◆ PASSAGE TO READ:
* BEGIN *

Melanie Wong | | Nov 30, 2002 04:33 AM

Last summer’s mention of biscuit and gravy nirvana close to home in Castroville (Biscuits and Gravy Quarterly, and reading The Grapes of Wrath by Salinas native son, John Steinbeck, set off a few months’ worth of B&G evaluations. Revisits to old favorites and the search for new pointed me toward rural backroads, to truck stops, along the waterfront, and to warehouse districts to find the eateries frequented by working folk. My notes from these encounters are presented below in order of least to most favorite.

#16 COUNTRY WAFFLES, Vallejo – Giant-size, chewy and tough biscuit. Gluey gravy with a few fly specks of flavorless meat-like bits, hyped on the menu as an old and famous recipe. Infamously bad, I’d say, this to-go B&G was inedible and went straight into the garbage can.

#15 JOY OF EATING, Vallejo ( – Really wanted to like this busy breakfast counter and booths surrounded by railroad tchotchkes. While known for its house-baked bread, this expertise did not extend to the biscuits, which were spongy, rather tough and over baked. The satiny gravy with a few browned nubs of country sausage had surprisingly little flavor. [Note: the French toast orders made with the famous bread looked pretty good and the one omelet that passed by was a dried-out looking, thin, three-fold topped with a melted square of American cheese artfully placed dead center.

* END *

◆ PROMPT A: Could you reproduce the biscuits and gravy review word for word, everything from "#16 COUNTRY WAFFLES, Vallejo" down to "the garbage can."?
◆ PROMPT B: How would you put this sentence from the biscuits and gravy review into Spanish: "My notes from these encounters are presented below in order of least to most favorite."
◆ PROMPT C: Can you extend the biscuits and gravy review, picking up right after its final sentence?

◆ DATA SUPPLIED:
* BEGIN *

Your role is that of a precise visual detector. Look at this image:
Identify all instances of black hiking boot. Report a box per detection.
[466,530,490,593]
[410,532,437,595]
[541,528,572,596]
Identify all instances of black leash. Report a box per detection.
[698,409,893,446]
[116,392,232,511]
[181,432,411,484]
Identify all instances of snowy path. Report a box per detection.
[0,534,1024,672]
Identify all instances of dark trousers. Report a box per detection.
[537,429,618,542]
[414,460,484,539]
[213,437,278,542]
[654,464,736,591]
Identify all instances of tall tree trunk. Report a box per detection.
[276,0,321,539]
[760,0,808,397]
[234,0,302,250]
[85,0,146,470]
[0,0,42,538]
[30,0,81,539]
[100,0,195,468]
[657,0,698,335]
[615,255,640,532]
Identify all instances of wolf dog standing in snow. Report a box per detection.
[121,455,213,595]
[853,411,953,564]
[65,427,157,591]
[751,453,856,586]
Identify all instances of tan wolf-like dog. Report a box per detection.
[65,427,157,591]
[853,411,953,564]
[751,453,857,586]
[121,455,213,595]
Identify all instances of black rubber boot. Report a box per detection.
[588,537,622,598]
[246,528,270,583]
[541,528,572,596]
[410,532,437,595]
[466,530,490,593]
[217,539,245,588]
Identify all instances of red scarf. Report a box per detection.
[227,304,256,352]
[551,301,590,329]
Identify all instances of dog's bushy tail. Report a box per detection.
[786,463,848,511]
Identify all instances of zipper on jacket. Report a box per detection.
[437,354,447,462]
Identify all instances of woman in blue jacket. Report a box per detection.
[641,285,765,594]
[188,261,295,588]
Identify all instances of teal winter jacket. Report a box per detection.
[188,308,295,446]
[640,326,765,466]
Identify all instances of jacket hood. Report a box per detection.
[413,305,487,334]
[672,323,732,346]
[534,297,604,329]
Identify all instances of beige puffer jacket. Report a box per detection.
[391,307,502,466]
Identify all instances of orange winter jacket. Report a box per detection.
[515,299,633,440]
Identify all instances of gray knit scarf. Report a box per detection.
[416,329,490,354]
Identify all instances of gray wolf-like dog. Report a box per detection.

* END *

◆ RESULT A:
#16 COUNTRY WAFFLES, Vallejo – Giant-size, chewy and tough biscuit. Gluey gravy with a few fly specks of flavorless meat-like bits, hyped on the menu as an old and famous recipe. Infamously bad, I’d say, this to-go B&G was inedible and went straight into the garbage can.

◆ RESULT B: Mis notas sobre estos encuentros se presentan a continuación, en orden de menor a mayor preferencia.

◆ RESULT C:
#14 HANK’S CREEKSIDE BISTRO, Santa Rosa – This is the split-personality restaurant - as Hank’s serving Americana for breakfast and lunch (6am to 2pm), then at dinner time becoming Emile’s with a French accent. Very popular for breakfast, there was a long line when I showed up on a Sunday. But the four counter seats were open and I cozied up to watch Aaron and Nathan, the short-order cooks in action. Omelets, hash browns and cottage potatoes, eggs, and pancakes were their domaine. When I heard one of the cooks ask the woman next to me whether she’d have her “usual” B&G, it raised my hopes that something special might be uncovered. Unfortunately, my dreams were dashed. The high-rising and feather-light biscuits were quite good – the split halves were over an inch high and airy. But the gravy was too thick, overly pasty and, despite the many nubs of country sausage, the flavor had been leeched out. When I reached for the jam jar to try to salvage the biscuits, the strawberry preserves were sugary and too stiff with excess pectin. B&G with a couple eggs was $6.25. Looking around for what might be more appetizing for a return visit, I noted that plates of hash browns were barely browned and looked soft and overdone, as did the cottage potatoes. Sitting over the bubbling bain marie of hollandaise sauce, I could tell that it was over-stabilized and floury with a dull sheen. Likewise, I watched the cooks defrost frozen, pre-breaded chicken fried steaks in the microwave, then hide the evidence under the pasty country gravy. The wait staff and cooks were warm and friendly, yet I’m not sure what I would come back here for. The biscuits tempt, but I’d have to bring my own jam.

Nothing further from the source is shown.